YOUR GOAL: Can you reproduce the data beneath, keeping every line exact?

RECORD EXCERPTS:
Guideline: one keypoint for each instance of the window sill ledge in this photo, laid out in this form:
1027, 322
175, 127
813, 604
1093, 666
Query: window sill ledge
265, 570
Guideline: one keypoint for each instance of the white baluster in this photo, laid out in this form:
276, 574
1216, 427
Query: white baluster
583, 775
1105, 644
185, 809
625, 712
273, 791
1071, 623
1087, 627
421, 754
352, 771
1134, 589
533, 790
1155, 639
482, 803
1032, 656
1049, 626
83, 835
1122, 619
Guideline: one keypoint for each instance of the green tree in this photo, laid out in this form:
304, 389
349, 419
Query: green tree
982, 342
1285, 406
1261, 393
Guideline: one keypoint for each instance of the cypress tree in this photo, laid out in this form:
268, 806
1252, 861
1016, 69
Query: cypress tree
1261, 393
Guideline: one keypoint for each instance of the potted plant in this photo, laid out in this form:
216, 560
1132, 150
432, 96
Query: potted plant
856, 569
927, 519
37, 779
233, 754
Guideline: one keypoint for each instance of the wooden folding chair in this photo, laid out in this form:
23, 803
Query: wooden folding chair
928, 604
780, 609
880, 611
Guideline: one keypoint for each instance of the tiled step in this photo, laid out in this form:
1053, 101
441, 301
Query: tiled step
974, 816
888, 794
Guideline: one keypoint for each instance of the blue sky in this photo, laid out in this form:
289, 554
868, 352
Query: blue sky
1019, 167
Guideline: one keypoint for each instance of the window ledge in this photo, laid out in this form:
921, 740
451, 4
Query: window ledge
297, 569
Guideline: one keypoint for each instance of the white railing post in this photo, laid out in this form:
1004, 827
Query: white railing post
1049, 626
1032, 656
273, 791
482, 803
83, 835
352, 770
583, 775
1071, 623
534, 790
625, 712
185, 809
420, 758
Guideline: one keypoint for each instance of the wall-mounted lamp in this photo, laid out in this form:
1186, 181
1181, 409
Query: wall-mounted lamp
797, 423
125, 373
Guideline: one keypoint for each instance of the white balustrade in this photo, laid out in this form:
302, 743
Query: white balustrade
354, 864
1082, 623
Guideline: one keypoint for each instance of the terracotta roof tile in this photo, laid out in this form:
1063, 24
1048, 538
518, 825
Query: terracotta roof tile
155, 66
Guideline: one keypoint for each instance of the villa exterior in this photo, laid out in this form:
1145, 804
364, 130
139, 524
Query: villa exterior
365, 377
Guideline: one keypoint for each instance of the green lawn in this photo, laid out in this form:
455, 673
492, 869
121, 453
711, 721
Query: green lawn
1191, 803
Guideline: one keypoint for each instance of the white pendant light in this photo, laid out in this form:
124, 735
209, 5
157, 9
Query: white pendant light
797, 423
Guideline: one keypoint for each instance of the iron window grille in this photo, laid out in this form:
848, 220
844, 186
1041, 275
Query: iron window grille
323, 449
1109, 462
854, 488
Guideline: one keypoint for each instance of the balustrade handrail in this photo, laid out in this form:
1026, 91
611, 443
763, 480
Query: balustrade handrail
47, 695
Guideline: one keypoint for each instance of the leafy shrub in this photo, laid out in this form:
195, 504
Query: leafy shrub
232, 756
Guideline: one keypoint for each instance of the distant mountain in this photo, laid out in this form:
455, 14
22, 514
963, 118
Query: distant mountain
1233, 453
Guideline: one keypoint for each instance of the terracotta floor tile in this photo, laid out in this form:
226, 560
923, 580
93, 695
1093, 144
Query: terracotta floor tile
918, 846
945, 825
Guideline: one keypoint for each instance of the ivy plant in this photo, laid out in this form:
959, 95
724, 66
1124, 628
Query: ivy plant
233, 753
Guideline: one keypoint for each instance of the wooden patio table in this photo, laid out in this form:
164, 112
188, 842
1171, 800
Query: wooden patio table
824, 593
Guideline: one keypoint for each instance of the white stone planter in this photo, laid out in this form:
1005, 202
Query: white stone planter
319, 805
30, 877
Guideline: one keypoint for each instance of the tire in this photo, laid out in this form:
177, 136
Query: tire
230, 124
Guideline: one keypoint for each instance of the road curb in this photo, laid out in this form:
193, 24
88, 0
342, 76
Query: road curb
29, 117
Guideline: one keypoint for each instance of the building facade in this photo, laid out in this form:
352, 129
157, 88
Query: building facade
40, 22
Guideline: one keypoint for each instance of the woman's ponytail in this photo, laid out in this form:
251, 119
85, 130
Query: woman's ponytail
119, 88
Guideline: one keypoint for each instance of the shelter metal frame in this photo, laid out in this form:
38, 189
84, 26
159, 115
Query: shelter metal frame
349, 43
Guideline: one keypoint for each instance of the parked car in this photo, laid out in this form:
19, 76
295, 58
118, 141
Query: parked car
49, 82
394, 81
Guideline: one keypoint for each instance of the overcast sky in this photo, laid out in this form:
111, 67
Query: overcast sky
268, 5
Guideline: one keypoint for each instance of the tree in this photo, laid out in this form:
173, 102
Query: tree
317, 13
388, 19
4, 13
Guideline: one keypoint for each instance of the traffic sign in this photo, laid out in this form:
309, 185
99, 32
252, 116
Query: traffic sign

PROBLEM SOLUTION:
Guideline: one keypoint for each instance of the window sill ledge in this photo, laid out in this form:
1027, 322
175, 127
813, 604
1093, 666
Query: window sill ledge
265, 570
Guideline: one keypoint for each instance of the white baluster in this photo, laid out in this form:
276, 574
1216, 427
Query: white baluster
583, 775
1105, 644
185, 809
625, 712
273, 791
1071, 623
1087, 627
421, 754
352, 771
1134, 589
533, 790
1155, 639
482, 803
1032, 656
1049, 626
83, 835
1122, 619
Guideline: one keypoint for each instance of the green tree in this photo, laid out in this form:
304, 389
349, 419
Query: green tree
982, 342
1285, 406
1261, 393
Guideline: one keypoint for each instance of the cypress tree in this photo, laid out in this form:
268, 806
1252, 861
1016, 69
Query: cypress tree
1261, 393
Guideline: one keypoint for each instance of the potted plant in this photo, laid out in this form:
216, 560
1132, 150
432, 96
Query: potted plant
856, 569
927, 519
37, 779
233, 754
Guideline: one keypoint for each instance of the wooden folding chair in this photo, laid out in this form:
23, 803
Query: wooden folding chair
928, 604
780, 609
880, 611
Guideline: one keypoint for each instance of the tiled step in this photo, laid out in this form:
1053, 101
441, 301
Query: tiled step
974, 816
888, 794
Guideline: one keypoint for each instance of the blue sky in this photo, laid out in this form:
289, 554
868, 352
Query: blue sky
1019, 167
Guideline: one keypoint for each instance of the window ledge in this photo, laid out in this form:
921, 740
451, 4
Query: window ledge
297, 569
Guideline: one keypoint for each instance of the white railing post in this photo, laid out in this form:
1004, 827
Query: white railing post
1049, 626
1032, 656
273, 791
482, 803
83, 835
352, 770
583, 775
1071, 623
534, 790
625, 712
185, 809
420, 758
Guideline: one keypoint for each instance of the wall-mounted lamp in this photo, laid out in this form:
1186, 181
1181, 409
Query: wall-mounted lamp
797, 423
125, 373
Guideline: one keypoint for each instance of the white balustrade in this photo, laid out in this form:
302, 743
Query: white balustrade
354, 864
1082, 623
Guideline: one keypoint for each instance of the terracotta roof tile in this photo, laid out in this form:
1063, 24
1048, 538
518, 825
Query: terracotta roof tile
155, 66
Guideline: one keypoint for each instance of the villa exterior in this photo, laid out in this form:
1145, 804
364, 130
139, 524
Query: villa exterior
365, 377
Guideline: one keypoint for each instance of the green lawn in this photo, laid out in this form:
455, 673
492, 869
121, 453
711, 721
Query: green lawn
1191, 803
Guideline: one keypoint for each instance of the white pendant light in this photo, laid out in this form:
124, 735
209, 5
157, 9
Query: white pendant light
797, 423
Guideline: one keypoint for each instance of the iron window grille in this photo, laid out in this form:
848, 220
844, 186
1041, 275
Query: iron window grille
323, 449
1109, 462
854, 488
Guideline: one keypoint for each instance of the balustrade handrail in this photo, laid out in this form:
1026, 91
611, 443
763, 480
Query: balustrade handrail
47, 695
Guideline: one keypoint for each instance of the leafy shrub in this photo, laid out in this form:
195, 504
Query: leafy shrub
232, 756
Guideline: one keypoint for each instance of the distant mountain in this photo, laid out in this form:
455, 14
22, 514
963, 118
Query: distant mountain
1233, 453
Guideline: one keypoint for each instance of the terracotta floor tile in this photo, laid out in this form:
226, 560
923, 580
93, 695
1093, 144
Query: terracotta floor tile
918, 846
945, 825
Guideline: one keypoint for each instance of the ivy plant in this photo, laid out in this form:
959, 95
724, 66
1124, 628
Query: ivy plant
233, 753
Guideline: one keypoint for each instance of the wooden patio table in this photo, laid out in this form:
164, 112
188, 842
1171, 800
Query: wooden patio table
824, 593
Guideline: one keypoint for each instance of the white stone planter in this photo, laid out in this form:
1005, 202
Query: white stone planter
319, 805
30, 877
Guideline: one keypoint for each instance of the tire in this photo, laid out in this form:
177, 136
Query: tire
230, 124
Guideline: one keypoint for each instance of the road curb in this photo, laid out in this form:
193, 24
88, 0
342, 76
Query: road curb
29, 117
Guideline: one keypoint for each instance of the building facade in this photo, laid out in this form:
352, 129
157, 88
Query: building facade
40, 22
Guideline: one keypoint for each instance of the woman's ponytail in this photo, laid out in this form:
251, 119
85, 130
Query: woman's ponytail
119, 88
Guideline: one keypoint for each instance of the shelter metal frame in this photo, laid out in this form:
38, 189
84, 26
159, 115
Query: shelter metal frame
349, 43
Guideline: one keypoint for each instance of the parked car in this photo, laid out in this form:
19, 76
295, 58
118, 141
Query: parked car
49, 82
394, 81
Guideline: one keypoint for each instance of the overcast sky in this photo, laid out in this form:
111, 67
Query: overcast sky
268, 5
Guideline: one keypoint for each instance of the tree in this photo, laid out in this form:
173, 102
Query: tree
317, 13
388, 19
4, 13
Guideline: one keypoint for each instance of the traffic sign in this photo, laid out in this form:
309, 185
99, 32
252, 116
Query: traffic sign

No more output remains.